*** Opening Source passage ***
Dempsey: Ebola mission will probably last 18 months

by: Jon Harper | .
Stars and Stripes | .
published: November 07, 2014

WASHINGTON — The military mission to combat Ebola in West Africa will probably last until 2016, according to the chairman of the Joint Chiefs of Staff.
 
The Pentagon is providing logistical, engineering and other support to other U.S. government agencies and international organizations trying to contain the outbreak and treat victims. The virus has already killed about 5,000 people in recent months.
 
There are 1,934 Defense Department personnel deployed to the region — 1,759 in Liberia and 175 in Senegal — to participate in Operation United Assistance. Officials have said that that presence could increase to about 4,000.
 
“Is it a four-year mission? Probably not. But I bet it’s every bit of 18 months, which would be three rotations of six-month deployments,” Gen. Martin Dempsey told an audience at the Carnegie Council for Ethics in International Affairs on Thursday.
 
The DOD effort began in earnest in September. By Dempsey’s estimated timetable, Operation United Assistance will likely last until early 2016.
 
Dempsey said the results of the international effort have been mixed.
 
“We think we’re making some progress in Liberia,” but “Sierra Leone is not trending favorably and nor is Guinea … We’ll see what happens with that,” he said.

The Obama administration is getting ready to submit a request to Congress to fund the effort. Dempsey said the money would likely go to USAID, which would then reimburse DOD for expenses incurred.
*** Closing Source passage ***
*** Opening Extracted entries ***
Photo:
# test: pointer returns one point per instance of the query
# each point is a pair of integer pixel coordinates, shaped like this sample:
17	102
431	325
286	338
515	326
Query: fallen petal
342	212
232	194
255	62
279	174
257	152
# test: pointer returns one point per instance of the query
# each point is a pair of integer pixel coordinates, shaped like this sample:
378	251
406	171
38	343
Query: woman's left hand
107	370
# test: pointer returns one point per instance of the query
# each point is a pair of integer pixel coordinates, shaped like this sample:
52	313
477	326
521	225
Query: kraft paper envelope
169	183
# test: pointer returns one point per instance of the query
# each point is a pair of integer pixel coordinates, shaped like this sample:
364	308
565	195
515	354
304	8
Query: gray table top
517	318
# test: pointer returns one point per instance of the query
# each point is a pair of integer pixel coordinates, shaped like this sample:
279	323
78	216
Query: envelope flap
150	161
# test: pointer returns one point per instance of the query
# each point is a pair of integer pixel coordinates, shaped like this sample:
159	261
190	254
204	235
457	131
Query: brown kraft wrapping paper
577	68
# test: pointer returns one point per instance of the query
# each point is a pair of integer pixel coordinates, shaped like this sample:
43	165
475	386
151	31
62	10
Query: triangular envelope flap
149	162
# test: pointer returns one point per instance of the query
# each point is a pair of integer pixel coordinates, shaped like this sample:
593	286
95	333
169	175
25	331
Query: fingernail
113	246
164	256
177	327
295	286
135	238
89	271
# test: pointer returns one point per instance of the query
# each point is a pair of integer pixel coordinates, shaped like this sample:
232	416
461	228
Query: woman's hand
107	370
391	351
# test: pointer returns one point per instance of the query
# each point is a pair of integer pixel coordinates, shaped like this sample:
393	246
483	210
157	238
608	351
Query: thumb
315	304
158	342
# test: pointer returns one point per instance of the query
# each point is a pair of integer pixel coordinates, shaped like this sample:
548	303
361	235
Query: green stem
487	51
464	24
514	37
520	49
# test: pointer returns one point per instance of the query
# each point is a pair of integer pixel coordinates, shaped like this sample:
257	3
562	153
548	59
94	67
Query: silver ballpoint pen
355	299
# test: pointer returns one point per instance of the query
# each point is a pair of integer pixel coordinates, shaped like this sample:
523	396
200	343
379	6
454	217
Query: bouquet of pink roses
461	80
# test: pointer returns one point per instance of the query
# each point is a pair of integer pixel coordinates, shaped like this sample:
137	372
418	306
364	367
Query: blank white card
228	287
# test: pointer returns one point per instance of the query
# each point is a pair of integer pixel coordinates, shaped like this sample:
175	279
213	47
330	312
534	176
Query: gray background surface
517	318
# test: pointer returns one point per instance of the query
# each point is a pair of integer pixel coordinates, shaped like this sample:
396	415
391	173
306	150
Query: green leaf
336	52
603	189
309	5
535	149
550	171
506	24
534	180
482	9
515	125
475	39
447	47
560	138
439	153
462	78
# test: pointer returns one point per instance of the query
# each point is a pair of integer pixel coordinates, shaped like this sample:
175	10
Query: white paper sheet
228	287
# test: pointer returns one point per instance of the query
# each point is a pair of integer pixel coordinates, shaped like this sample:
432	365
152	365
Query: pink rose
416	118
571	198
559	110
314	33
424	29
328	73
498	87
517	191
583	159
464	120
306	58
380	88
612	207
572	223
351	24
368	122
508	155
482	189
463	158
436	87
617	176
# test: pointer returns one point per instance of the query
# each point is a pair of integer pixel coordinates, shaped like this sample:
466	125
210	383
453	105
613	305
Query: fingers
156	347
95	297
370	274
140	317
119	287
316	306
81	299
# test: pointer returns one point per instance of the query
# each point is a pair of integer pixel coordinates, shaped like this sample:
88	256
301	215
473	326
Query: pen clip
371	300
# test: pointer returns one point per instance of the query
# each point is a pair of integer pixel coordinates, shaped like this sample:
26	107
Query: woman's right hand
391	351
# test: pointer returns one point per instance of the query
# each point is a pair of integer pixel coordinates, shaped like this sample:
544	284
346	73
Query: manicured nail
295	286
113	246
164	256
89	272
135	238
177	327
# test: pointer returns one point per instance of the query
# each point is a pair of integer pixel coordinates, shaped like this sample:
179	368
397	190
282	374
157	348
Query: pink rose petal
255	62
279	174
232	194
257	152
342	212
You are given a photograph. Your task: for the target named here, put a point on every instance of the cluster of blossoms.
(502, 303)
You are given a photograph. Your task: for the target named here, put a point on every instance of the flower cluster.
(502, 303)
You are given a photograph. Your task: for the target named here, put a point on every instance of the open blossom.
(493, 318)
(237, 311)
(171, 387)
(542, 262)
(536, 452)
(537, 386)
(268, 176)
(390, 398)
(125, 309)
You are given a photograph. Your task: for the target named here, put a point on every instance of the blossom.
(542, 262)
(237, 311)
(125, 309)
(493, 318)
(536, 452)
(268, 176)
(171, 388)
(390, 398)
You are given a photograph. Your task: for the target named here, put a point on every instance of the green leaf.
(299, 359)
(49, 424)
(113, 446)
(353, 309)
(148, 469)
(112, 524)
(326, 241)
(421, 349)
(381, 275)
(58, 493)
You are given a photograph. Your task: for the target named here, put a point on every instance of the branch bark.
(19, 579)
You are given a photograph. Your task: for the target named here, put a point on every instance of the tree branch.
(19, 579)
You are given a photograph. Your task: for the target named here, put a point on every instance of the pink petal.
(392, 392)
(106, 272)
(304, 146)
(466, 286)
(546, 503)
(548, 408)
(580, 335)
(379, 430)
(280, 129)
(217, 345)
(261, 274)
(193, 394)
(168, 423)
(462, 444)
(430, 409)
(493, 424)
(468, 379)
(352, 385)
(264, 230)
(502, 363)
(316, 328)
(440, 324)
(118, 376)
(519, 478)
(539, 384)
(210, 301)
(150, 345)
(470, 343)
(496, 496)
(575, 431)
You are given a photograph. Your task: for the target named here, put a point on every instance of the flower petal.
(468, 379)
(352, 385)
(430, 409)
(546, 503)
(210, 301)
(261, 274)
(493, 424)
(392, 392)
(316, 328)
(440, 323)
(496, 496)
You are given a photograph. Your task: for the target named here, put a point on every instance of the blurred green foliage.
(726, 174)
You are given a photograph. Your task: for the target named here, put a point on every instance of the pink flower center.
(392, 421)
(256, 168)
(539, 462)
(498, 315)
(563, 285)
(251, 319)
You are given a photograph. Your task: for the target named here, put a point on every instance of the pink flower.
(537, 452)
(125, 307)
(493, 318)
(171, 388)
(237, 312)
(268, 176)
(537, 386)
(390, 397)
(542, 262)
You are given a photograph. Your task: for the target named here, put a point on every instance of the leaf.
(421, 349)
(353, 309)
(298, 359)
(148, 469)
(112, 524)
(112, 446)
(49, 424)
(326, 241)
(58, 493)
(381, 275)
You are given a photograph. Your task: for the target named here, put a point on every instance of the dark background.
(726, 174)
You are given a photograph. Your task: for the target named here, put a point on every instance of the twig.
*** Closing Extracted entries ***
*** Opening Extracted entries ***
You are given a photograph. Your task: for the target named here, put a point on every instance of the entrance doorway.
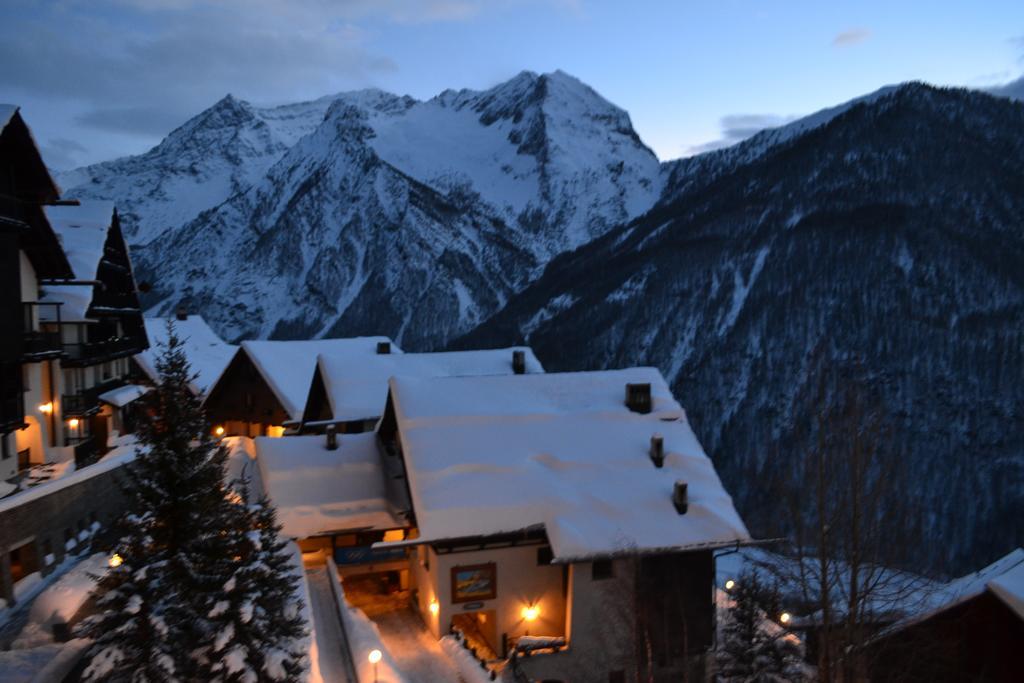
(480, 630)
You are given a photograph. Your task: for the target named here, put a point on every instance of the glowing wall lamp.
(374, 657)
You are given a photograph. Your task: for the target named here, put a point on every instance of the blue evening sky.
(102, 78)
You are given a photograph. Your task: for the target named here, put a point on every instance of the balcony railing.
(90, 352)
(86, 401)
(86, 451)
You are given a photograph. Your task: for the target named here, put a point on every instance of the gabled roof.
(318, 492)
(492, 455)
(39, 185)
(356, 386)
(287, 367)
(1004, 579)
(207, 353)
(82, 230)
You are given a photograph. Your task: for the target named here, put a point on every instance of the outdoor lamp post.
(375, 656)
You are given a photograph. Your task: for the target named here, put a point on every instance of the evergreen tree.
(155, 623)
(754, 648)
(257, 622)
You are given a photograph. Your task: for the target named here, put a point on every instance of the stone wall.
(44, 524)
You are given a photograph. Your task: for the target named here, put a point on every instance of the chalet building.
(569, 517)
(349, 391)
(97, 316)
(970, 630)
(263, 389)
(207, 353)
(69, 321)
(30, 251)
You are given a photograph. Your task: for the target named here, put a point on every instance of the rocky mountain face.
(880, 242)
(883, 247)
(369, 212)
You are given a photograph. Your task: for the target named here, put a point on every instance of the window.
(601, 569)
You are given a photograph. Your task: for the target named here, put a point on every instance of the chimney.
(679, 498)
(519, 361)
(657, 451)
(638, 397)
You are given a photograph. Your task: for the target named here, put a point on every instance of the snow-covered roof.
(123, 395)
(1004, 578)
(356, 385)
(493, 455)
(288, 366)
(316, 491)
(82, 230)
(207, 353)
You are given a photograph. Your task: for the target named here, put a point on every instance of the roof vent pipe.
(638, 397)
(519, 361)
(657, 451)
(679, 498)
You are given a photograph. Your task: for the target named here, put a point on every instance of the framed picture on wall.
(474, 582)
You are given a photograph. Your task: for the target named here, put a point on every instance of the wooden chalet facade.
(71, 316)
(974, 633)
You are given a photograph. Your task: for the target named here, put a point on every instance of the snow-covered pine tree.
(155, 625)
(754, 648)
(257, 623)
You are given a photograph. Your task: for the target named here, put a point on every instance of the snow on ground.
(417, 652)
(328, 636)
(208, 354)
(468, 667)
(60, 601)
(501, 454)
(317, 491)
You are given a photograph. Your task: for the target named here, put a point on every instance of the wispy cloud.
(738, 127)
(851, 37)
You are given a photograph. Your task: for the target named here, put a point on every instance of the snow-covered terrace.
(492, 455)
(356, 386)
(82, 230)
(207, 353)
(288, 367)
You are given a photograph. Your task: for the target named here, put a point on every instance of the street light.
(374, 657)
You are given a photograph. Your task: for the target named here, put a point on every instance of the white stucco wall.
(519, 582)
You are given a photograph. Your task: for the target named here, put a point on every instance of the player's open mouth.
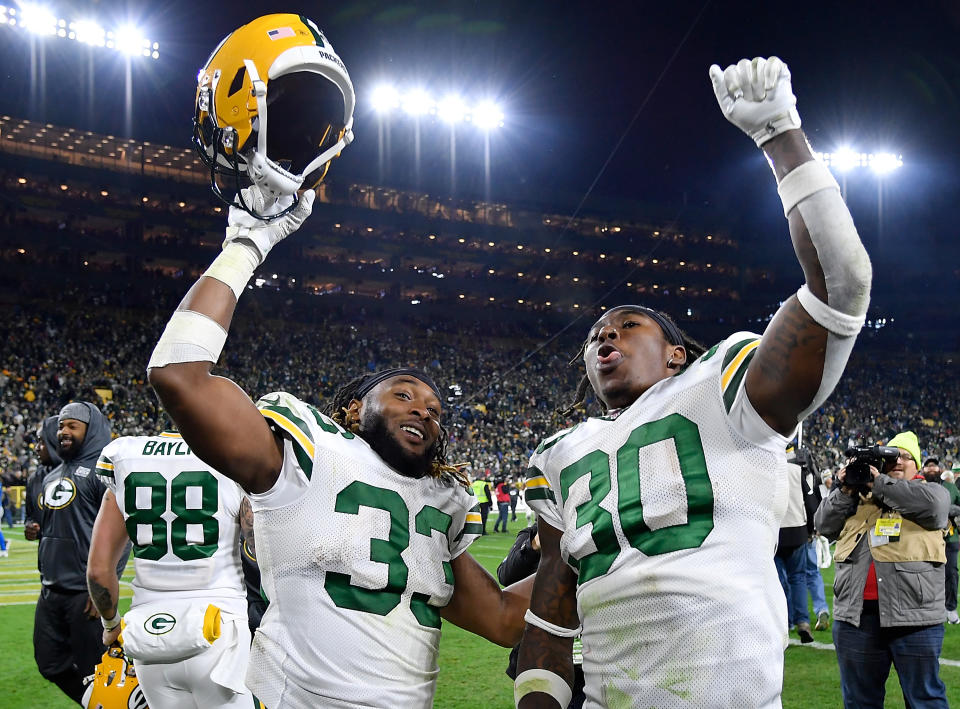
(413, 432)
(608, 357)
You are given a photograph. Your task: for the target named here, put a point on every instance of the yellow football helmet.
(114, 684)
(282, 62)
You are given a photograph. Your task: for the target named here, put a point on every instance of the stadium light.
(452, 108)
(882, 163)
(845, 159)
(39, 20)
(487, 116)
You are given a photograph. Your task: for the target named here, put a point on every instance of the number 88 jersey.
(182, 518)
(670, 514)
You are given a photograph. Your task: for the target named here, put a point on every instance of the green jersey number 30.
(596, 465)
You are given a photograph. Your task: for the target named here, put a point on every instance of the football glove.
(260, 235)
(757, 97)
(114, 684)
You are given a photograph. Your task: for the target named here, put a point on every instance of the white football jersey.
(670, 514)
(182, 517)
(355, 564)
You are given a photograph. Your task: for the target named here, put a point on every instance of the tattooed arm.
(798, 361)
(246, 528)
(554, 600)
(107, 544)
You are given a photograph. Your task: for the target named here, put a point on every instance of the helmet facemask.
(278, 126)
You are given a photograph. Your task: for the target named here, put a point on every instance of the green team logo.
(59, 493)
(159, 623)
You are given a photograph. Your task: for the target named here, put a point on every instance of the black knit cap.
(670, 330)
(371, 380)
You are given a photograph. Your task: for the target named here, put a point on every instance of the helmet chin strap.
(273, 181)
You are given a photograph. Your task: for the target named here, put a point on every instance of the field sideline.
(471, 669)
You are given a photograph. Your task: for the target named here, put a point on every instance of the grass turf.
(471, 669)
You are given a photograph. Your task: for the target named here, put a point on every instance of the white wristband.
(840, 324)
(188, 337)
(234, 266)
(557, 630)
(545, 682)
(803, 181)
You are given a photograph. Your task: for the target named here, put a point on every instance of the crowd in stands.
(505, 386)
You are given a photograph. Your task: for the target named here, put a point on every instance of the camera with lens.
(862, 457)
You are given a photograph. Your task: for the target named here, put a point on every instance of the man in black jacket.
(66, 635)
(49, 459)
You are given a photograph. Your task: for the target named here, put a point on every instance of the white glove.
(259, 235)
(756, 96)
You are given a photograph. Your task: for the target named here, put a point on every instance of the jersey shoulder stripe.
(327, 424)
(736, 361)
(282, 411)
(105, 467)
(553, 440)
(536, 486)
*** Closing Extracted entries ***
| Task brief |
In the article on the Ebola mission, how many Defense Department personnel are deployed in Liberia?

| Answer |
1,759